What needs to be done:
Copy only the material between the lines holding "# Looking at the image above, find every wrought iron frame" and "(191, 53), (300, 253)", inclusive, keeping the requests. Adjust every coordinate in the answers by adding -119.

──────── Input rows ────────

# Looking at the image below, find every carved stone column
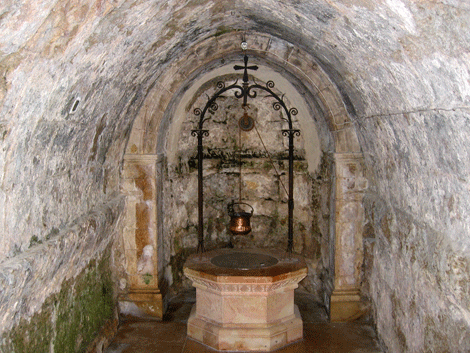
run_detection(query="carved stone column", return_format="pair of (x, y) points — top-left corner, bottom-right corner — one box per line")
(330, 153), (367, 321)
(119, 154), (164, 318)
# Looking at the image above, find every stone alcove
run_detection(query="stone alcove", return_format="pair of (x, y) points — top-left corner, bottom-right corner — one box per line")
(120, 33), (366, 320)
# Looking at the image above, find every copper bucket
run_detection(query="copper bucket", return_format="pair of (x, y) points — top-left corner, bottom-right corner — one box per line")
(227, 202), (253, 235)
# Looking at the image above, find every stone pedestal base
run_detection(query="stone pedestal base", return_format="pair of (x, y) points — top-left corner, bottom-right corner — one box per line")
(184, 249), (307, 352)
(188, 304), (303, 352)
(330, 290), (363, 322)
(118, 289), (164, 320)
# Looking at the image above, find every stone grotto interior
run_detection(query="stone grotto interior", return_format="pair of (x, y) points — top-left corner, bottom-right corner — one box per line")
(0, 0), (470, 353)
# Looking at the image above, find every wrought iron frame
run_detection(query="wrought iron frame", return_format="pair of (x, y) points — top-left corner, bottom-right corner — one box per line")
(191, 53), (300, 253)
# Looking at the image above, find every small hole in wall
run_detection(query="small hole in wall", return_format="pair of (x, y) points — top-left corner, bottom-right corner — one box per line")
(70, 97), (80, 114)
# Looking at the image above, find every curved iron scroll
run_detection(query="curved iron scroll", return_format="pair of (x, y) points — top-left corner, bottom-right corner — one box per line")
(191, 54), (300, 253)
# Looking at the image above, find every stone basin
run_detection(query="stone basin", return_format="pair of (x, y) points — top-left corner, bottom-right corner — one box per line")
(183, 249), (307, 351)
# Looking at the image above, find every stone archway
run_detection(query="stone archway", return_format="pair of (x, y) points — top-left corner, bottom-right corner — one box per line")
(120, 33), (367, 321)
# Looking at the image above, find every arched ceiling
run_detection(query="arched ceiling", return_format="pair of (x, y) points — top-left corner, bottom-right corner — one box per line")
(0, 0), (470, 255)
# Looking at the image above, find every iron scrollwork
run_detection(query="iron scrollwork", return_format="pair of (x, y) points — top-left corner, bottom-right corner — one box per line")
(191, 54), (300, 253)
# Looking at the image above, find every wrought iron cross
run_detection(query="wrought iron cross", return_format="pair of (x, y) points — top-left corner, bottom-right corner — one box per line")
(233, 54), (258, 106)
(233, 54), (258, 83)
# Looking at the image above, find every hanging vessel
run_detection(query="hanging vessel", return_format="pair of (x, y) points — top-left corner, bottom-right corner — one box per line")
(227, 202), (253, 235)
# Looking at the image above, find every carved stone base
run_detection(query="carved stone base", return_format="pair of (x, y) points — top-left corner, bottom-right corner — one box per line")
(188, 305), (303, 352)
(184, 249), (307, 352)
(330, 290), (364, 322)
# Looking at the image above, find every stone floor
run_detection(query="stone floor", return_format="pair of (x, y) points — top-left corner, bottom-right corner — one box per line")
(105, 291), (382, 353)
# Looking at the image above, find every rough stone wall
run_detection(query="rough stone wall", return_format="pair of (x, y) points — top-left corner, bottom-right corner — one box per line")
(0, 198), (122, 353)
(163, 83), (332, 301)
(0, 0), (470, 352)
(361, 110), (470, 352)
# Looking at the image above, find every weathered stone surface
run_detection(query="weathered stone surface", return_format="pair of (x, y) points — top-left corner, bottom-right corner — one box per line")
(0, 0), (470, 352)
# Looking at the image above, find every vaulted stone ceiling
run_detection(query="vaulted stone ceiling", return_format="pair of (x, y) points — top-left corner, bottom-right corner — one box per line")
(0, 0), (470, 352)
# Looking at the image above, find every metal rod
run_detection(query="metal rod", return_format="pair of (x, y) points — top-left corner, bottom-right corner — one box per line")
(197, 133), (204, 253)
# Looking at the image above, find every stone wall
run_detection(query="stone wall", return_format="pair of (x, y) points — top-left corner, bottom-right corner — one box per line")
(360, 110), (470, 352)
(163, 85), (332, 301)
(0, 198), (122, 353)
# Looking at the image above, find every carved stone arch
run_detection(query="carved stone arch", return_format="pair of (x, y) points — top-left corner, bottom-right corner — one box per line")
(120, 32), (367, 320)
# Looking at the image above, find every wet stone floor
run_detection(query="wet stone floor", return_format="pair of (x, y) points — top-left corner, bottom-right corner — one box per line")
(105, 291), (382, 353)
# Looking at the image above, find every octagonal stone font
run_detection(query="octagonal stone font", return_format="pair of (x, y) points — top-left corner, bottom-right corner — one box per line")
(184, 249), (307, 351)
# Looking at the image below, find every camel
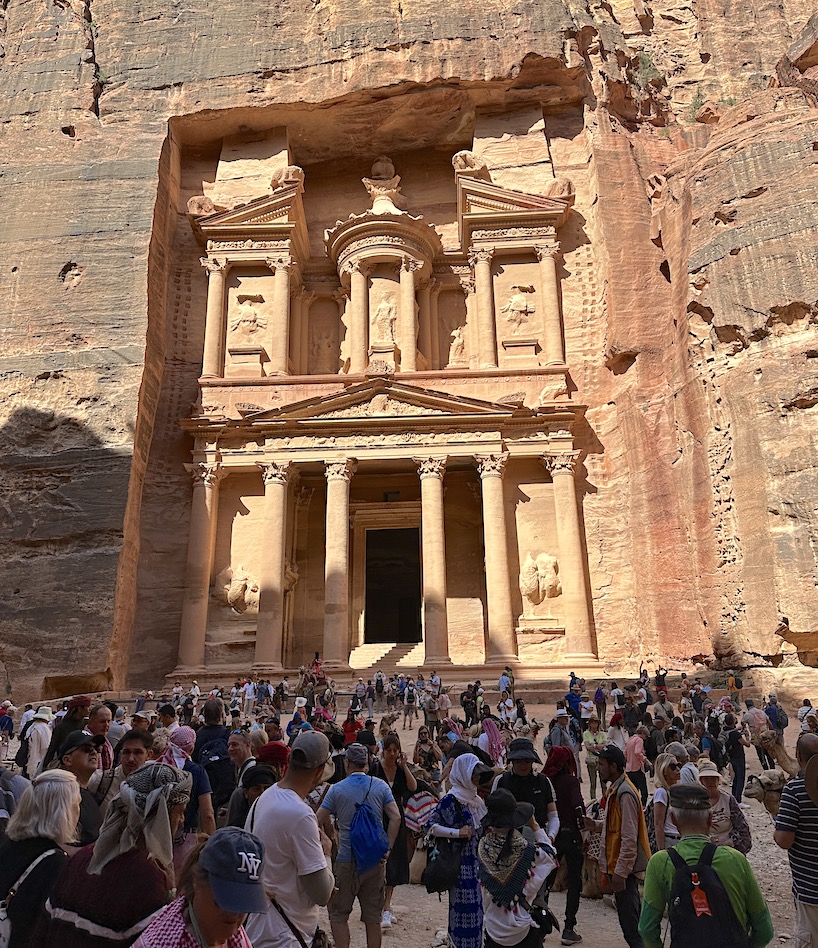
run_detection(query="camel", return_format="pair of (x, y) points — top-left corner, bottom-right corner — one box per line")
(744, 767), (788, 819)
(758, 731), (801, 777)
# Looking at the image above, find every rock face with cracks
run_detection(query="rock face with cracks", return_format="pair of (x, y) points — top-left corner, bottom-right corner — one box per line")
(0, 0), (818, 694)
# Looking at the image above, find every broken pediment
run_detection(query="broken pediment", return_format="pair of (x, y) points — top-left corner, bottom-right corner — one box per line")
(457, 175), (574, 247)
(193, 178), (309, 259)
(228, 378), (534, 424)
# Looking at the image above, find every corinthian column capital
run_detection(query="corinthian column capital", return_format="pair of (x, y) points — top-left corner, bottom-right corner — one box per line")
(541, 451), (580, 477)
(185, 464), (227, 487)
(412, 458), (447, 480)
(469, 247), (494, 266)
(256, 461), (290, 487)
(534, 244), (560, 261)
(324, 458), (358, 481)
(474, 451), (508, 478)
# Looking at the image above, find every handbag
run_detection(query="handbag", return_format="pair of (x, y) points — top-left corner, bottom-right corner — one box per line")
(270, 892), (333, 948)
(420, 837), (463, 893)
(0, 849), (59, 948)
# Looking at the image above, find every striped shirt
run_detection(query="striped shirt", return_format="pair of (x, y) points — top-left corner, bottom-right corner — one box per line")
(775, 777), (818, 905)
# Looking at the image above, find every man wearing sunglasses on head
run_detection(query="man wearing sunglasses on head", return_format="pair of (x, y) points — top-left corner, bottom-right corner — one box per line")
(59, 731), (105, 846)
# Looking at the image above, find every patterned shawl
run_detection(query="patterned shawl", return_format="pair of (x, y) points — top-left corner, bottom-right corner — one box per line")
(477, 830), (537, 909)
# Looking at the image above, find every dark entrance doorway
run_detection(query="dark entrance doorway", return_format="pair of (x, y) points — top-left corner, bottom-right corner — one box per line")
(365, 527), (421, 644)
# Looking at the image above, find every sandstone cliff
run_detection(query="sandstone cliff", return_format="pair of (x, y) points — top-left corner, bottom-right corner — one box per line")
(0, 0), (818, 694)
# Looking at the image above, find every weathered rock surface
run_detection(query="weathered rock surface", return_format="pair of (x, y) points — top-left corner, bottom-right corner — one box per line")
(0, 0), (818, 693)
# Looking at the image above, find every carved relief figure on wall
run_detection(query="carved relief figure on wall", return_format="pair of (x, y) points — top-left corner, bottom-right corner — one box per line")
(230, 296), (267, 337)
(213, 565), (259, 615)
(500, 283), (537, 332)
(449, 326), (466, 365)
(372, 299), (398, 346)
(310, 331), (338, 375)
(520, 551), (562, 606)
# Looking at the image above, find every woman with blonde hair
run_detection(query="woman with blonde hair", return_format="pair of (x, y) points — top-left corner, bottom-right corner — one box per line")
(653, 754), (682, 852)
(0, 770), (80, 948)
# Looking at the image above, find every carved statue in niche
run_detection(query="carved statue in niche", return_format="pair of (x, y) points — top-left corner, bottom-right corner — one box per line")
(452, 149), (491, 181)
(372, 299), (398, 346)
(500, 283), (537, 332)
(449, 326), (466, 365)
(230, 296), (267, 338)
(361, 155), (404, 214)
(520, 551), (562, 606)
(213, 565), (259, 615)
(310, 331), (338, 375)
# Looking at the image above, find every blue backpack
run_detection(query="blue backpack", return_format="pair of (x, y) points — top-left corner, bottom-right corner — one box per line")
(349, 777), (389, 874)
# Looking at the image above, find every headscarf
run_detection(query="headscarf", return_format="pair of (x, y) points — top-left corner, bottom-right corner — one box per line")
(443, 718), (463, 737)
(449, 754), (487, 823)
(157, 724), (196, 770)
(88, 764), (193, 875)
(483, 718), (506, 764)
(543, 745), (577, 780)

────────

Solution to the problem:
# Looking at the image above, find every wrought iron frame
run_detection(query="wrought iron frame", return_format="pair of (x, y) points — top-left corner, bottom-right corner — one box per line")
(72, -66), (181, 134)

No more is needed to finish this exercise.